> _Текст страницы_:
---*---
Книга: Чарльз Диккенс
Назад: III
Дальше: V

IV

Диккенс ничего не пишет о сельском хозяйстве и бесконечно много — о еде. Это не простое совпадение. Он был кокни, а Лондон есть пуп земли примерно в том же смысле, в каком живот есть центр тела, — город потребителей, людей глубоко цивилизованных, но не в первую очередь полезных. Человека, чуть глубже копнувшего в диккенсовских книгах, поражает: для писателя XIX века автор весьма невежествен, он крайне мало знает о том, что и как происходит в действительности. На первый взгляд, мое утверждение абсолютно неверно. Попробую объясниться.
Есть у Диккенса живые зарисовки «низкой жизни» (жизни в долговой тюрьме, например), он стал популярным писателем и умеет писать о простых людях. То же можно сказать обо всех значительных английских романистах XIX века. Они чувствовали себя как дома в мире, в котором жили, в то время как писатель наших дней столь беспомощен в изоляции, что типичным современным романом стал роман о писателе романов. Джойс, к примеру, может потратить чуть не десяток лет в терпеливых попытках установить контакт с «обычным человеком», но и тогда его «обычный человек» в конце концов оказывается евреем, к тому же и умничающим. Диккенс по крайней мере этим не страдал, для него не существует трудностей в изображении простых чувств, любви, устремлений, алчности, возмездия и т. п. Заметно, однако, как он избегает писать о труде.
---*---
> _Задание_:
Ответьте на вопросы по тексту о Диккенсе.
(a) О какой области, по словам текста, Диккенс ничего не пишет?
(b) Каким городом назван Лондон?
(c) Какой роман, согласно тексту, стал типичным современным романом?
---*---
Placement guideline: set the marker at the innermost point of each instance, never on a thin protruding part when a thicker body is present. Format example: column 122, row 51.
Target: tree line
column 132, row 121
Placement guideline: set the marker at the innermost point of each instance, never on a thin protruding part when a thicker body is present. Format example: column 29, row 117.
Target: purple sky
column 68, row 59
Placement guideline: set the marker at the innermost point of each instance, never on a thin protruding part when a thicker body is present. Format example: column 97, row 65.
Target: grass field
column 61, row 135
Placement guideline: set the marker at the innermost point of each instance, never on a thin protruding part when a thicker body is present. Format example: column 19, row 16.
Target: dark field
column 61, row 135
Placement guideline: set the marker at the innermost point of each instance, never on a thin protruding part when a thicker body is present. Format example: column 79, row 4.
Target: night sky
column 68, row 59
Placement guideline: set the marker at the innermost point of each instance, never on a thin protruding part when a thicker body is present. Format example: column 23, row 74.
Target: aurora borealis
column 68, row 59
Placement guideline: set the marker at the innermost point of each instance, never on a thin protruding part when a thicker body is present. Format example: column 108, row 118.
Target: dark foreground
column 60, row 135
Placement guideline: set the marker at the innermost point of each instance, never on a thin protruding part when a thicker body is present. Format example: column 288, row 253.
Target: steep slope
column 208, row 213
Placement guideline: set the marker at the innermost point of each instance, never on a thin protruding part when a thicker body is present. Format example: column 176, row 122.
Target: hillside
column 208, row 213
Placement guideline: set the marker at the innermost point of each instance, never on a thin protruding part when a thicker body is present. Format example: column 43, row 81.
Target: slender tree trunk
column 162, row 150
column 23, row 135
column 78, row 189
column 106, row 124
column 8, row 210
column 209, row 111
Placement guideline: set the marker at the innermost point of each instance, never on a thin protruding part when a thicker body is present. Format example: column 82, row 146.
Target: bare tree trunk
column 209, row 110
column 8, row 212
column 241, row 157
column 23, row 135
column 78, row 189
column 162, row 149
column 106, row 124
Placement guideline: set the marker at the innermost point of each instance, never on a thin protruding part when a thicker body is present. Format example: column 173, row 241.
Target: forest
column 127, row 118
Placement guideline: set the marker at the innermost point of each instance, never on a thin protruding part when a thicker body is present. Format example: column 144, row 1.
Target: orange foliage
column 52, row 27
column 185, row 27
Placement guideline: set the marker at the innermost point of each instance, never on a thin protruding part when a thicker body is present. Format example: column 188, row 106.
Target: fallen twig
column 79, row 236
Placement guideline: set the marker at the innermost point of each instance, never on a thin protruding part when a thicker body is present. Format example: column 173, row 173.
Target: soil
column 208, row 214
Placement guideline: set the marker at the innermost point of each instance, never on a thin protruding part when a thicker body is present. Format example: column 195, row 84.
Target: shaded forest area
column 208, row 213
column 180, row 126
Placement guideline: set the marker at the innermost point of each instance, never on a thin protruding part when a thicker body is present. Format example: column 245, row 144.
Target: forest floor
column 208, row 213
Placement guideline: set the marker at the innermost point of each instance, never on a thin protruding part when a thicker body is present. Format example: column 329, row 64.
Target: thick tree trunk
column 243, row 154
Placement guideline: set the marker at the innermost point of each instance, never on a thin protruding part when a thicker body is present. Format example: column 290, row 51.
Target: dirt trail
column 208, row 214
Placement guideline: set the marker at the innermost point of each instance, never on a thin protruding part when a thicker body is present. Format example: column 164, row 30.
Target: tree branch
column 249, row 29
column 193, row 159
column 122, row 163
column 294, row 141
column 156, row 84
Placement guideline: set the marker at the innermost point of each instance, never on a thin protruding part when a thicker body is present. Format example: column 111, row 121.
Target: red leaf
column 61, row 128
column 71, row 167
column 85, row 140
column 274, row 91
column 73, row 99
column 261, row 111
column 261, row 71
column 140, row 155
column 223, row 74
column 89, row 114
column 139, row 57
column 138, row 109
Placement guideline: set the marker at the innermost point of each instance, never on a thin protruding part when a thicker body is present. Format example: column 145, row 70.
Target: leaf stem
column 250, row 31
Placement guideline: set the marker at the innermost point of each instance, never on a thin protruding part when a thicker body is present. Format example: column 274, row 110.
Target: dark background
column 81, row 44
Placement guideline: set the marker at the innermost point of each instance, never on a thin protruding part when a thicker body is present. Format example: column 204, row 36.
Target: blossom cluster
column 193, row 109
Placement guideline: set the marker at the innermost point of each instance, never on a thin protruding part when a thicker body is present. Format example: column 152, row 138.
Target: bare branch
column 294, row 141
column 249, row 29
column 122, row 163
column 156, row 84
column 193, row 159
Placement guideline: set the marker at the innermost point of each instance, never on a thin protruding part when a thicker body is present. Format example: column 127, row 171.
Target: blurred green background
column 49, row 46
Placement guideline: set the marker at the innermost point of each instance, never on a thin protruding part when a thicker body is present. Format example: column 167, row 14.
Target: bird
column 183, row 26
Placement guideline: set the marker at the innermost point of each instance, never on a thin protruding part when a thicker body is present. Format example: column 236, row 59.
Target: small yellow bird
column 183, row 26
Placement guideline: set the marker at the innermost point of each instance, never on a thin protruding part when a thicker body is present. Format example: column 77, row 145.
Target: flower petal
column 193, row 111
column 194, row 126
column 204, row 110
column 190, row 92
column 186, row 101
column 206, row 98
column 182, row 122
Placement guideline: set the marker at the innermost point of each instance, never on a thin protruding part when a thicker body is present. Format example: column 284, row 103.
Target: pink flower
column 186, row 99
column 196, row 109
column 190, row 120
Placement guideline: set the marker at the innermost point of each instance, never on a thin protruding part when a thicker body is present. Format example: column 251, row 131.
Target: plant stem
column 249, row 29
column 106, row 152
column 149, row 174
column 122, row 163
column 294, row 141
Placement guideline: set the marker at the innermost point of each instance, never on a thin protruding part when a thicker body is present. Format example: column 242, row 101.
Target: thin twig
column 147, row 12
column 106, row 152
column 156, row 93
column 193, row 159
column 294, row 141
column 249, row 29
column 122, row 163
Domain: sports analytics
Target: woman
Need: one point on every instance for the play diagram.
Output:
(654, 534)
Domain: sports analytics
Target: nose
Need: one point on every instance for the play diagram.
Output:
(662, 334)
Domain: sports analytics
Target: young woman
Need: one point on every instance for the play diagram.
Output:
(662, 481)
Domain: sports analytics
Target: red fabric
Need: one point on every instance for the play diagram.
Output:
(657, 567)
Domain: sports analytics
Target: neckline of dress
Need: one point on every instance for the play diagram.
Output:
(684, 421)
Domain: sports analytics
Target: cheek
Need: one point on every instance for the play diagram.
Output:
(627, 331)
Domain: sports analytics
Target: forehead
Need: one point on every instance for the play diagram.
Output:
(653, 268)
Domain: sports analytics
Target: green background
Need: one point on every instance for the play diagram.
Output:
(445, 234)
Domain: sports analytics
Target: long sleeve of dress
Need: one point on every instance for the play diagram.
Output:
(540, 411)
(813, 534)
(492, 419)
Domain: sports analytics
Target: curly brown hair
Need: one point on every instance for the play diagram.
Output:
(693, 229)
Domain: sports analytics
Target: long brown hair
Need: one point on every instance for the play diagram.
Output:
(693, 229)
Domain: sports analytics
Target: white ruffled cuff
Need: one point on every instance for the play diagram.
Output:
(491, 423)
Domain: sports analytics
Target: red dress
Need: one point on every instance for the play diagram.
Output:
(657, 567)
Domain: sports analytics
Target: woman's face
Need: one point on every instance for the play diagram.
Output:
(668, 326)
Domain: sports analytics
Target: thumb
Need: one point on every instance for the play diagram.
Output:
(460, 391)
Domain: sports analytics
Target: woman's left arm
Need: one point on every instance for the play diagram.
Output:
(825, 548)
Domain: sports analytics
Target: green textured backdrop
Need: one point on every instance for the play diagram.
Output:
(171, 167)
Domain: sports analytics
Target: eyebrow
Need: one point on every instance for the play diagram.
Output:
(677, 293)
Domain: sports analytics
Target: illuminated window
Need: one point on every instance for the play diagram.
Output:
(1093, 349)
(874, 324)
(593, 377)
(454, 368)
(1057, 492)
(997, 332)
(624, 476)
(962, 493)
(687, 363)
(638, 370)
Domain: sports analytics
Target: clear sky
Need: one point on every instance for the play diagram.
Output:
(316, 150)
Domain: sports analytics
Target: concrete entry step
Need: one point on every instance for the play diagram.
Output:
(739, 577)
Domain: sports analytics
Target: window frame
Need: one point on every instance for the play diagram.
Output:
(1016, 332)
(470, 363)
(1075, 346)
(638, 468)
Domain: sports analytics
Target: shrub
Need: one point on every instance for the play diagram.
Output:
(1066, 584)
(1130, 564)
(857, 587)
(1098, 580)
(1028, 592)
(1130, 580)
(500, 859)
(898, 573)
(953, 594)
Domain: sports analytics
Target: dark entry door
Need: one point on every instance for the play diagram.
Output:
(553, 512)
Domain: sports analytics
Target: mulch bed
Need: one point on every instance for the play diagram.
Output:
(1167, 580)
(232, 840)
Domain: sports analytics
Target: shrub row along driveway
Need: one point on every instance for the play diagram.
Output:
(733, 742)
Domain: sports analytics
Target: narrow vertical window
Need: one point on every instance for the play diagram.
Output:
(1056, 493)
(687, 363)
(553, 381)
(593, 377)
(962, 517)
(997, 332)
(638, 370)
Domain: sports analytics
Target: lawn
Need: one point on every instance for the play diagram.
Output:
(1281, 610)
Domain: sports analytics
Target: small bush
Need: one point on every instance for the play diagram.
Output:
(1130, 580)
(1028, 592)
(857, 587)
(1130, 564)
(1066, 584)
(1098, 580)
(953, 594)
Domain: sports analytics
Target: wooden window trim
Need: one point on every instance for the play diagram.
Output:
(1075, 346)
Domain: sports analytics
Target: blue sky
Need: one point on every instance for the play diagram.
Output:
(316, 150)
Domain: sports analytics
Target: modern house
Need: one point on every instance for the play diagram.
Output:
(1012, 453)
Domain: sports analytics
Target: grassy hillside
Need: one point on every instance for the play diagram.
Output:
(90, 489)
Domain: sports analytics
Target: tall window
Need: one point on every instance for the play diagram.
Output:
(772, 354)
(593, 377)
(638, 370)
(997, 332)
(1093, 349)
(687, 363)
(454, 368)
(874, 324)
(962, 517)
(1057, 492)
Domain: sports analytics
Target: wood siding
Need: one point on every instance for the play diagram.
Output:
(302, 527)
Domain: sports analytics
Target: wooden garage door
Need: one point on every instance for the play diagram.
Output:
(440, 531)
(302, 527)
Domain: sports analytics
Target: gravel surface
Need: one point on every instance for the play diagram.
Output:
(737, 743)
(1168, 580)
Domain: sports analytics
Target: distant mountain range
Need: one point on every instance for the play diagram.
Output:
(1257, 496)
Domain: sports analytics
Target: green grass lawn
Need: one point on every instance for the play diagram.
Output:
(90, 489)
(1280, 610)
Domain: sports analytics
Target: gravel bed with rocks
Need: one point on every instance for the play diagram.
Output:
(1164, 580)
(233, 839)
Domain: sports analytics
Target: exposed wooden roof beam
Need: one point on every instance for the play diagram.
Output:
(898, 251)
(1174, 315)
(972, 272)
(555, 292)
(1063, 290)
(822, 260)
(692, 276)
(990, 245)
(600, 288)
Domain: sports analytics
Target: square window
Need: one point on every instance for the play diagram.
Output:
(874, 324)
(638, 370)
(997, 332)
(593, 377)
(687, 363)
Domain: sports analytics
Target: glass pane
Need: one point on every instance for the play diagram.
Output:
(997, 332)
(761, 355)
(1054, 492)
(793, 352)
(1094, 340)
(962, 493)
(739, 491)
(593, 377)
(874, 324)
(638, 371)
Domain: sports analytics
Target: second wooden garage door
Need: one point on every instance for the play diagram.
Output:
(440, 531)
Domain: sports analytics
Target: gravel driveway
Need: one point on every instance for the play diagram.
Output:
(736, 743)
---*---
> _Полный ответ_:
(a) О сельском хозяйстве.
(b) Городом потребителей.
(c) Роман о писателе романов.